**Directive 1**
The excerpt on shape memory alloys names several things that can alter the transformation interface propagation and the nucleation process. List all of them.
**Directive 2**
In the excerpt on shape memory alloys, find the passage that opens with the words containing "Copper-based SMAs may" and closes with "good ductility [35].". Copy that passage word for word.

Excerpt START

The properties of SMAs are influenced by various factors, such as the temperature, chemical composition, crystal structure (polycrystal or monocrystal) and orientation, grain size, the presence of precipitate phase, heat treatment, etc. Sun et al. studied the super elasticity and the shape memory effect of polycrystalline SMAs and noticed that the thermomechanical response of SMAs shows a distinct grain size effect [25]. The polycrystal SMAs with smaller grain size shows lower capacity for shape memory and a narrower temperature interval for hysteresis, as well as higher hardening response for super elasticity. They also found that the crystal orientation has a clear influence on the stress-induced martensite transformation. Chen and Schuh studied the size of the super-elastic effect in CuAlNi microwires with a bamboo grain structure by conducting the tensile test and thermal cycling. The stress and temperature hysteresis were found to increase with the decrease in grain size [26]. Using the molecular dynamics method for the simulation of a single crystal NiTi alloy, thermomechanical response in adiabatic conditions, it was calculated that there is a significant temperature change of the SMA during both martensite and reverse transformation processes. For example, when the strain increased to 8%, the calculated temperature increased by 41.75 °C [27]. Similarly, the molecular dynamics method was used to reveal in detail the evolution of the microstructure of different NiTi compositions of SMAs. Several microstructural features obtained by simulation confirmed good agreement with literature reports and even new microstructural features were discovered [28].

Several alloying systems show the shape memory and super-elastic effects. For example, copper-based shape memory alloys were studied a lot over time [29]. Cu-based SMAs, such as Cu-Al, Cu-Al-Mn, Cu-Al-Ni and Cu-Zn-Al, have attracted a lot of scientific attention thanks to their satisfactory shape memory capacity. Compared to NiTi-based SMAs, Cu-based SMAs have a more limited transformation temperature interval, but are more easily produced, and hence have lower costs. On the other hand, polycrystalline copper-based SMAs are less tough, i.e., more brittle, which makes them harder to work than NiTi alloys. The brittleness comes as a result of a larger degree of order of the native austenitic β-phase, as well as a consequence of the elevated elastic anisotropy of the β-phase [30]. Copper-based SMAs are typically used for sensors and actuators, since they possess good mechanical properties at a comparably low price compared to NiTi SMAs [31,32]. Although NiTi SMAs possess higher super elasticity, better shape memory effect, higher tensile strength and better corrosion resistance than other SMAs, their main disadvantage is high cost. High costs arise from energy-intensive smelting of the alloying elements (primarily nickel and titanium) and a complex melting process which requires either vacuum melting or melting under an inert atmosphere. Therefore, where biocompatibility is not a primary requirement, the use of copper-based SMAs is preferred.

Copper-based SMAs may be heat-treated in order to modify yield and tensile strength and hardness, as specified by a distinct application. The desired properties are met through a change in microstructure or by introducing lattice defects to the crystal structure. The transformation interface propagation and the nucleation process may be altered using vacancies, dislocations, grain boundaries, solute chemical elements or precipitated particles [33,34]. For NiTi SMAs fabricated from powders by Spark Plasma Sintering (SPS), subsequent heat treatment at temperatures from 600 to 700 °C with slow cooling was found to be necessary to obtain good ductility [35].

Excerpt END
Given data START

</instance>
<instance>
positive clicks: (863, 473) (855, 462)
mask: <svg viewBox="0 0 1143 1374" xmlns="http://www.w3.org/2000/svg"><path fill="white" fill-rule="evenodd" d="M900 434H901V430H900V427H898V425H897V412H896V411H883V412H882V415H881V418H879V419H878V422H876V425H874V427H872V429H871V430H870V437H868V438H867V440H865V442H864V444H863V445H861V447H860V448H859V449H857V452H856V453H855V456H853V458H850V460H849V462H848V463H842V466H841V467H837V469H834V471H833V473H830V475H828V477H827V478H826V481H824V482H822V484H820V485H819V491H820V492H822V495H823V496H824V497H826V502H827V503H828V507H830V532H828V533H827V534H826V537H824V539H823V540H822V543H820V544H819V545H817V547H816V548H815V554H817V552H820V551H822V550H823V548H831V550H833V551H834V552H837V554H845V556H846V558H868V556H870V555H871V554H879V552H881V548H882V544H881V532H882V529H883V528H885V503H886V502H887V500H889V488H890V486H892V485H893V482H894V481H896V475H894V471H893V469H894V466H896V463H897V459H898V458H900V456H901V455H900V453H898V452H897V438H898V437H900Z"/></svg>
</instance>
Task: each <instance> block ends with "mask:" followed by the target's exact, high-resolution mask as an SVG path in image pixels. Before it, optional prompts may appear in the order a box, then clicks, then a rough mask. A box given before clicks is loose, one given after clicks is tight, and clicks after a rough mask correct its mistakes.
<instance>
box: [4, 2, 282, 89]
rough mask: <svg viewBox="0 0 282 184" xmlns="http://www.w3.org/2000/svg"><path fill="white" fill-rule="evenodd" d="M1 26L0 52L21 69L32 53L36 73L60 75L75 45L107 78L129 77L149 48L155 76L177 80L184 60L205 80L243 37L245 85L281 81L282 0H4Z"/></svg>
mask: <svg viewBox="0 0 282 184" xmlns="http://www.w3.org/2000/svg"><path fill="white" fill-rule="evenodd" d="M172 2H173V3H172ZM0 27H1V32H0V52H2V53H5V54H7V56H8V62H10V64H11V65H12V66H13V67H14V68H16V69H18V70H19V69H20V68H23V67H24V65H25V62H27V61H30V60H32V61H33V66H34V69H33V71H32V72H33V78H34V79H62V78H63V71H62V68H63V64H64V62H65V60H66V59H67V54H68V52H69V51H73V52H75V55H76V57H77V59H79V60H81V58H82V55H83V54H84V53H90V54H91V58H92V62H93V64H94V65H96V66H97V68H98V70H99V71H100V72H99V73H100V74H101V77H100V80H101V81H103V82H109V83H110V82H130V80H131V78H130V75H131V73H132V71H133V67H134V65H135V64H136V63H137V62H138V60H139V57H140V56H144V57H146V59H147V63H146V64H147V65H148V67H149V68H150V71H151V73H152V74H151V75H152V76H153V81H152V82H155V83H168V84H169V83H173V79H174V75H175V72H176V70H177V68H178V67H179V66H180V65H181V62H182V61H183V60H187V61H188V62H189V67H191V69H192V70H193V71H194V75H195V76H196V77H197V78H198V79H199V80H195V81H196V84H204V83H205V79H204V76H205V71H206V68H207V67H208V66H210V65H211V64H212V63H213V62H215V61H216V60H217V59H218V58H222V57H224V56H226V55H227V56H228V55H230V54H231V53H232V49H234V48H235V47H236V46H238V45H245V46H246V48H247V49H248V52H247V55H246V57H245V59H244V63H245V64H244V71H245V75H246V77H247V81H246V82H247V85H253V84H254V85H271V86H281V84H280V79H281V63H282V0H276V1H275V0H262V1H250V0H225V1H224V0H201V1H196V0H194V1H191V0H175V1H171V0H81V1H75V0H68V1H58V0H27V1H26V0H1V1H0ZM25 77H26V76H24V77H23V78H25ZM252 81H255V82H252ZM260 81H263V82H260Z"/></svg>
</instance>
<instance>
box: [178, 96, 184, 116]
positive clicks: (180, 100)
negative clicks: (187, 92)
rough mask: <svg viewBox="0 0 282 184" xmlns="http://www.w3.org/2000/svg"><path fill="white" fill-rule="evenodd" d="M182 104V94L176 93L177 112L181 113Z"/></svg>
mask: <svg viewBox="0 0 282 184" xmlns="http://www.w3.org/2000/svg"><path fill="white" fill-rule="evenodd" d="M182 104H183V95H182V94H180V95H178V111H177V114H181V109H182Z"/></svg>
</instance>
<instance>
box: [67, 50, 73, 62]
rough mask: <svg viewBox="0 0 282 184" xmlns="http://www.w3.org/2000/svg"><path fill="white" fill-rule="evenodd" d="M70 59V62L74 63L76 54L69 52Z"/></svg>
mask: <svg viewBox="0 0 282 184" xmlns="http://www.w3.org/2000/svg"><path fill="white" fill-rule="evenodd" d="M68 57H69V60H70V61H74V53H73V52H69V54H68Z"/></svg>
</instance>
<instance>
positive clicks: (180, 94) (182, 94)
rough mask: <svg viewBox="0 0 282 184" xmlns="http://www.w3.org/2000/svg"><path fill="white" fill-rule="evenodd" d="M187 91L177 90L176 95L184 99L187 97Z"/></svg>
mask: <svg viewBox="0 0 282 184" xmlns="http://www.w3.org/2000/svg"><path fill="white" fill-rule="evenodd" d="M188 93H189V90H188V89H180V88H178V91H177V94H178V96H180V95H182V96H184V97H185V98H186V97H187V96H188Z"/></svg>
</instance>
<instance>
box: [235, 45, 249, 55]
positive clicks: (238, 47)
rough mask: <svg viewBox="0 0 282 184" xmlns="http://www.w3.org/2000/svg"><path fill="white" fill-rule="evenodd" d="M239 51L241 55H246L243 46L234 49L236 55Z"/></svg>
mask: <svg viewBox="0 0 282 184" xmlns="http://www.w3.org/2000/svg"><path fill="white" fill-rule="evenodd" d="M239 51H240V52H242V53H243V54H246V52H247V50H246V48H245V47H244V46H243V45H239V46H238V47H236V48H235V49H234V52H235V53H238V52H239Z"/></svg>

Given data END

**Answer space 1**
- vacancies
- dislocations
- grain boundaries
- solute chemical elements
- precipitated particles

**Answer space 2**
Copper-based SMAs may be heat-treated in order to modify yield and tensile strength and hardness, as specified by a distinct application. The desired properties are met through a change in microstructure or by introducing lattice defects to the crystal structure. The transformation interface propagation and the nucleation process may be altered using vacancies, dislocations, grain boundaries, solute chemical elements or precipitated particles [33,34]. For NiTi SMAs fabricated from powders by Spark Plasma Sintering (SPS), subsequent heat treatment at temperatures from 600 to 700 °C with slow cooling was found to be necessary to obtain good ductility [35].